■ EXERCISE
Count the lines in the data below that contain the string "green", and reply with the number alone.

Dataset records
▼▼▼

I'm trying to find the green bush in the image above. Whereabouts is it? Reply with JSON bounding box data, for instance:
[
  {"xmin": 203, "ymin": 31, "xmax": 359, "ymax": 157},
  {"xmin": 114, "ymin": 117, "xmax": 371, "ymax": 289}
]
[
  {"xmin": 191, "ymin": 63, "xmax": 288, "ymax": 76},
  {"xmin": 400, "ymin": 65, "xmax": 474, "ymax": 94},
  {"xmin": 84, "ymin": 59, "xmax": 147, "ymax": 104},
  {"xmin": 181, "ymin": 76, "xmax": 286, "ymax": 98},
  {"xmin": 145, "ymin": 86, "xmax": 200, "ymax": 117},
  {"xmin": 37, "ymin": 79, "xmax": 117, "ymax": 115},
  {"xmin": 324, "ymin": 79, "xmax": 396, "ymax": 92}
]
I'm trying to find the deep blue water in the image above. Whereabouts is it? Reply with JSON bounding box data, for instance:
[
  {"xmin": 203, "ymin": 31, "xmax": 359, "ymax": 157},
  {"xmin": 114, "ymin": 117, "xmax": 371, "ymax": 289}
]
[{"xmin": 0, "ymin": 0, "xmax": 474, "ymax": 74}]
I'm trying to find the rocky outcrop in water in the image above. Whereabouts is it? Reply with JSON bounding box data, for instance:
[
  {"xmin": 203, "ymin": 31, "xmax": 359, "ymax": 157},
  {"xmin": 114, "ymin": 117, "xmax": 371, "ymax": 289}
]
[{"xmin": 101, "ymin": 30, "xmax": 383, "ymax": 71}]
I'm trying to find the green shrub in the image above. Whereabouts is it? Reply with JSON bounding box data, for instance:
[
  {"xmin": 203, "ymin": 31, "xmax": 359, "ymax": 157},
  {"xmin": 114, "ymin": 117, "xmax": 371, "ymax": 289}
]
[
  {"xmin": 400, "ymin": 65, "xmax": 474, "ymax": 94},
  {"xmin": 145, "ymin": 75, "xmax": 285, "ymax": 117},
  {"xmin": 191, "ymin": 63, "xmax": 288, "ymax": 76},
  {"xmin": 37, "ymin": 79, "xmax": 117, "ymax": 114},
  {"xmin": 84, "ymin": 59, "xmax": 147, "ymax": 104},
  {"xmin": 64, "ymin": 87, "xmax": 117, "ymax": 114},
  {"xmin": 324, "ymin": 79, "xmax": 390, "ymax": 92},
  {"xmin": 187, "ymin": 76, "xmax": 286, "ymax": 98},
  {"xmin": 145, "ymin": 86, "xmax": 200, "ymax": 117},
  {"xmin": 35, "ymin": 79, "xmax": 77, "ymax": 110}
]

▲▲▲

■ COMPLETED EXERCISE
2